> EXERCISE DIRECTIONS: Pictures stay out of your copy, but everything else in the records below must be repeated exactly.

> RECORDS SHOWN:
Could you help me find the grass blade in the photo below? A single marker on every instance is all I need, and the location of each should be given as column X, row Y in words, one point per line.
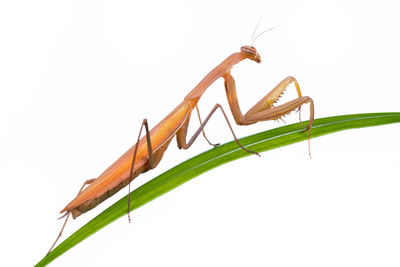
column 210, row 159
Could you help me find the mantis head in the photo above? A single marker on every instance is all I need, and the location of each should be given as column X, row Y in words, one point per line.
column 250, row 52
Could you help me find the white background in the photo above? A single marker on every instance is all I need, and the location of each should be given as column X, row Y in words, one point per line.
column 78, row 77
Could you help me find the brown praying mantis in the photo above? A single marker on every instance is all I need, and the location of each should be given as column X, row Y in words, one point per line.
column 148, row 151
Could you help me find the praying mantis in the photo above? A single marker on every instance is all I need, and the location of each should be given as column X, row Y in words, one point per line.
column 149, row 150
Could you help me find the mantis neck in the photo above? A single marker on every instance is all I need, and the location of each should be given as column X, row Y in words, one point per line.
column 212, row 76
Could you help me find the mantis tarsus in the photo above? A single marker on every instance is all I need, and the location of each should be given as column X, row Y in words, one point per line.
column 149, row 150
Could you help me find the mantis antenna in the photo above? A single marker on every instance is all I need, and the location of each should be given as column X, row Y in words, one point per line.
column 253, row 39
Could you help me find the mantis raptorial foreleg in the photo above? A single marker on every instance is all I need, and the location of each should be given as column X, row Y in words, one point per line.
column 264, row 109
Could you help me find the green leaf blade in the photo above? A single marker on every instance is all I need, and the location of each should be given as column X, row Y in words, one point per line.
column 210, row 159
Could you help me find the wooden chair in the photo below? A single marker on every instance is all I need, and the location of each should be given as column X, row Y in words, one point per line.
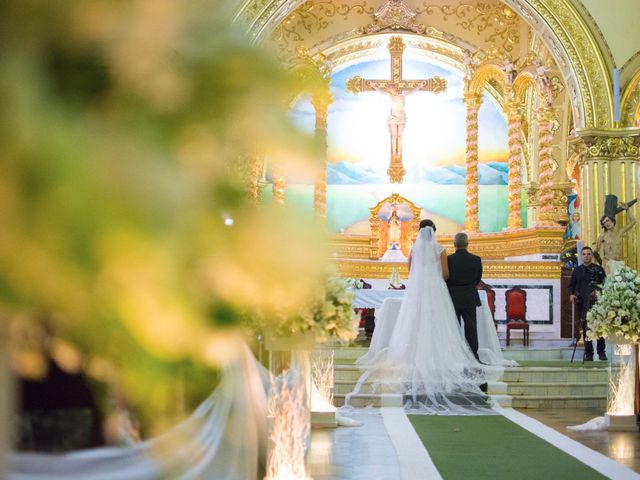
column 491, row 299
column 516, row 313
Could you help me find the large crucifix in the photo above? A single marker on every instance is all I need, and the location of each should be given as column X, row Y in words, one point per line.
column 398, row 89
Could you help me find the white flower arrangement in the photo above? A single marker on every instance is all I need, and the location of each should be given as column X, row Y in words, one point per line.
column 617, row 309
column 331, row 314
column 328, row 315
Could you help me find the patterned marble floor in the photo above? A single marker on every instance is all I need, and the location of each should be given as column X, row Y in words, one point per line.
column 354, row 453
column 367, row 452
column 623, row 447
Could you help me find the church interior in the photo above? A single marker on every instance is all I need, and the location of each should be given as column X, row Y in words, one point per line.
column 222, row 197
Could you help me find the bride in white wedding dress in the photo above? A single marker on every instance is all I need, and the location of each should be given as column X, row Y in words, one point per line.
column 427, row 359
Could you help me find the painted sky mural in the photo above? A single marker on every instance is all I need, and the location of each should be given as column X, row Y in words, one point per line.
column 433, row 151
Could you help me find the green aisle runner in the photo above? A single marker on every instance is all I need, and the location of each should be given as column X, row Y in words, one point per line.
column 493, row 447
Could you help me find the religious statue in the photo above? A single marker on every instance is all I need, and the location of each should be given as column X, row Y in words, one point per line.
column 610, row 240
column 397, row 116
column 398, row 88
column 394, row 230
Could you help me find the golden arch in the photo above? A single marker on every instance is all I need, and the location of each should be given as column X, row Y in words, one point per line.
column 575, row 39
column 483, row 74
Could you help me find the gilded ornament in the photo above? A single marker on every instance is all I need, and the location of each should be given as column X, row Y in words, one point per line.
column 497, row 22
column 313, row 16
column 393, row 15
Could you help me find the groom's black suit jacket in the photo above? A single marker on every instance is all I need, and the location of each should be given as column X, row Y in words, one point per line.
column 465, row 272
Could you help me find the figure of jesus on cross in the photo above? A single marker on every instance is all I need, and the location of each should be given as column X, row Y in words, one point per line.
column 398, row 90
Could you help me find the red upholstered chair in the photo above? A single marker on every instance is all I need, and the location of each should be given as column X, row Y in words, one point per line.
column 516, row 309
column 491, row 299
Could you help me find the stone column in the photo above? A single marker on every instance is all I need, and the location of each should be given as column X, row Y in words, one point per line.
column 472, row 101
column 514, row 219
column 321, row 102
column 611, row 166
column 545, row 166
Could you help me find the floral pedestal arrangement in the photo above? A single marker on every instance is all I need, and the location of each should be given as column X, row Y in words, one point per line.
column 289, row 405
column 616, row 317
column 622, row 379
column 323, row 412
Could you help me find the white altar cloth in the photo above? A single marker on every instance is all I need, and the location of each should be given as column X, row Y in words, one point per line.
column 388, row 302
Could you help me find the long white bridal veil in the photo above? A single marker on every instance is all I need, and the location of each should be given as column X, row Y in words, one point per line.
column 427, row 360
column 221, row 440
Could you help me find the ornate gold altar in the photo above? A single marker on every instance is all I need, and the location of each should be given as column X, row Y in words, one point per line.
column 353, row 255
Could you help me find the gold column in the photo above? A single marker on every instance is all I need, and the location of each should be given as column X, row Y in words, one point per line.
column 514, row 219
column 532, row 190
column 610, row 166
column 472, row 101
column 545, row 168
column 279, row 183
column 321, row 102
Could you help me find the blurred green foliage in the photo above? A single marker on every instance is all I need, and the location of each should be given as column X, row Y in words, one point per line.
column 124, row 128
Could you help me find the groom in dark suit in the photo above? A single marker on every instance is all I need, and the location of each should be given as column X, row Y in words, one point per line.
column 465, row 272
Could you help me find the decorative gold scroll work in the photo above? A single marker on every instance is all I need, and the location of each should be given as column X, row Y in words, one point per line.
column 398, row 89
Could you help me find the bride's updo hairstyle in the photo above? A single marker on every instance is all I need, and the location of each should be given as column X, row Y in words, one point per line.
column 427, row 223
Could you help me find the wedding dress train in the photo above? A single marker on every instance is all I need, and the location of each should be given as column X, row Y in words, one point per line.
column 427, row 360
column 222, row 440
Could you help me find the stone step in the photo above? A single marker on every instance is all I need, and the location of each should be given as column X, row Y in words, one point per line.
column 341, row 387
column 555, row 375
column 529, row 353
column 362, row 400
column 558, row 389
column 560, row 401
column 513, row 374
column 348, row 353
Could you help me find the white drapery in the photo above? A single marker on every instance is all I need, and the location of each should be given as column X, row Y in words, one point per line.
column 222, row 440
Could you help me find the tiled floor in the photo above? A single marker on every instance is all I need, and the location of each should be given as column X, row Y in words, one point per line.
column 366, row 452
column 623, row 447
column 354, row 453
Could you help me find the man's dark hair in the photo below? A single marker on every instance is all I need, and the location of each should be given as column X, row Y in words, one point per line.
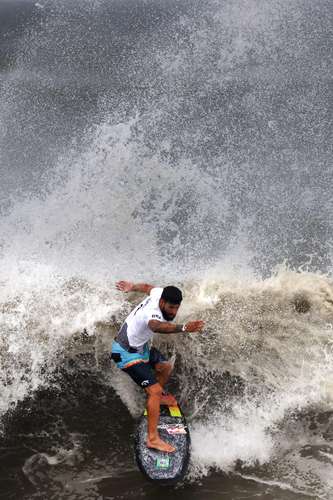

> COMPLETED TASK:
Could you help me find the grass blade in the photo below? A single marker on every instance is all I need, and the location of each should be given as column X, row Y in words, one point per line.
column 210, row 159
Could you help me find the mantis head in the photo above? A single marker on every instance is all I need, and the location of each should be given as column X, row Y in words, one point per line.
column 250, row 52
Could you help me find the white background in the photo above? A single marker on every instance is all I need, and the location of each should be given as column X, row Y in words, one point per line.
column 78, row 77
Could you help me find the brown praying mantis in the photo above? A single marker on every instance is all I need, and the location of each should be given as column X, row Y in words, one point per line.
column 148, row 151
Could you help me find the praying mantis in the photo above? A single marker on every instance is all I need, and the location of each should be given as column X, row Y in words, one point per line.
column 149, row 150
Could you help me find the mantis neck in the photo above? A single marker on every instance is all I need, and the location of each should be given as column X, row Y in words, one point per line.
column 212, row 76
Could you help me find the mantis tarsus in the photo above? A single marker on every instance is all I need, and the location of each should be given as column X, row Y in words, one point per line.
column 149, row 150
Could you help me find the mantis antenna in the photo above? A single marker on every instance is all I need, and the location of each should be given as column X, row Y in words, one point per line.
column 253, row 39
Could you help me find the mantis raptorial foreleg in the photo above? A single marker on every instance is all I need, and the location of each should be given as column X, row Y in words, one point per line.
column 264, row 109
Could you help me find the green leaf blade in the photo above? A single marker on every instance is all I need, and the location of each should be given as column X, row Y in words, one point per line.
column 210, row 159
Could you help me find the wooden chair in the photo below? A single marker on every instance is all I need, and the location of each should be given as column X, row Y in words, one point per line.
column 491, row 299
column 516, row 313
Could you help me find the large crucifix in the photo above? A single marker on every instance is all I need, and the location of each should be given as column X, row Y in words, one point per line.
column 398, row 89
Could you help me find the white flower arrangement in the photo above? A single marker on every instance is all I need, and the location of each should be given as column X, row Y in words, one point per line.
column 617, row 309
column 331, row 314
column 328, row 315
Could you help me find the patterned marble floor in the photo above? A single marker on every instance is all I need, and the location of each should be given as column X, row Y in words, one point per line.
column 354, row 453
column 367, row 452
column 623, row 447
Could you help me find the church interior in the photo above? A single marker on every instance is all I need, and the location of each should be given as column X, row Y in words, one point per line.
column 222, row 197
Could you help me find the bride in white wedding dress in the photo above? A single marker on every instance is all I need, and the location of each should be given as column X, row Y in words, one point per line.
column 427, row 359
Could you help me find the painted sky mural in the photo above? A single marker on every instance is all I need, and the location of each should be given as column X, row Y in words, one point per line.
column 433, row 151
Could you help me find the green aisle runner in the photo above? A single marker on every instance is all I need, and the location of each should be given as column X, row Y in words, one point per line.
column 493, row 447
Could you help me find the religious statue in the photo above? A single marker on every instance is all I need, and the location of each should be given as column X, row Y in words, one point per line.
column 610, row 240
column 397, row 116
column 398, row 88
column 394, row 230
Could you help me find the golden arch in the photo above? A single marker on every instance is all I need, and the location of each should be given as column X, row Y in words, one point per line.
column 575, row 39
column 483, row 74
Could you help me find the gilded ornament in the photo above? A single marker on every instance is all I need, and the location of each should be given as column X, row Y in words, one point per line.
column 497, row 22
column 313, row 16
column 393, row 15
Could you help me find the groom's black suit jacket in the photo above? A single marker on every instance is all I need, and the location of each should be given as column X, row Y in words, one point per line.
column 465, row 272
Could you help me find the figure of jesus on cross in the photo above? A single marker on every instance is all I need, and the location of each should be given as column X, row Y in words, one point per line.
column 398, row 90
Could you help me find the red upholstered chair in the photo above? A single marker on every instance is all I need, and the location of each should be given as column X, row Y in words, one point per line.
column 516, row 309
column 491, row 299
Could you help me find the stone column in the photo above? A single marker on every instance is all I need, and the location of each should be given as column X, row Y in words, one point per line.
column 472, row 101
column 514, row 219
column 321, row 102
column 611, row 166
column 545, row 166
Could you help me find the floral pedestal arrangement in the photo above? A single marker on every instance is all I need, and the location of each should be given as column X, row Y in words, one point per line.
column 289, row 405
column 616, row 317
column 622, row 379
column 323, row 412
Could you help me find the white altar cloth in the photo above? A single marker on every instance is all I need, and the location of each should be given as column X, row Y in words, one point per line.
column 388, row 302
Could you help me find the long white bridal veil in the photo above? A single marker on every instance is all I need, and the location of each should be given as column X, row Y in words, one point per line.
column 427, row 360
column 221, row 440
Could you help me find the ornate gold altar in the photo above? A single marker on every instance is all I need, and the location of each should be given as column X, row Y in words, one point per line.
column 353, row 255
Could you help me find the gold column in the photo above? A single marker on every instance is all I need, and the location of each should be given as column X, row Y in words, one point per line.
column 514, row 219
column 532, row 190
column 610, row 166
column 472, row 101
column 545, row 168
column 279, row 183
column 321, row 102
Could you help me find the blurred green foliage in the photo above? A single marker on every instance is all I need, and the location of each should be given as column X, row Y in words, one point per line.
column 124, row 128
Could you help me find the groom in dark suit in the photo above? A single marker on every instance is all I need, and the location of each should be given as column X, row Y in words, one point per line.
column 465, row 272
Could you help me find the decorative gold scroll work in the photo above? A single marker on every instance is all I need, and the location of each should be given as column X, row Y in words, one point per line.
column 398, row 89
Could you help me find the bride's updo hairstyle in the photo above? A single marker on every instance is all I need, and the location of each should be given as column X, row Y in words, one point per line.
column 427, row 223
Could you help me find the wedding dress train in the photo above? A single marker on every instance is all I need, and the location of each should be given as column X, row Y in words, one point per line.
column 427, row 360
column 222, row 440
Could you help me find the stone step in the photo above? A single marker on every instance is all I need, and the location of each should be given as column X, row Y in words, one point per line.
column 341, row 387
column 555, row 375
column 529, row 353
column 362, row 400
column 558, row 389
column 560, row 401
column 513, row 374
column 348, row 353
Could you help me find the white drapery in the photo above? A single marker on every instance is all I need, and the location of each should be given as column X, row Y in words, one point per line.
column 222, row 440
Could you help me find the tiled floor in the photo above? A single marker on every instance is all I need, and the location of each should be given as column X, row Y in words, one point per line.
column 366, row 452
column 623, row 447
column 354, row 453
Could you help me find the man's dark hair in the photo below? A single marker on every instance is all I need, and the location of each should be given as column X, row Y in words, one point per line.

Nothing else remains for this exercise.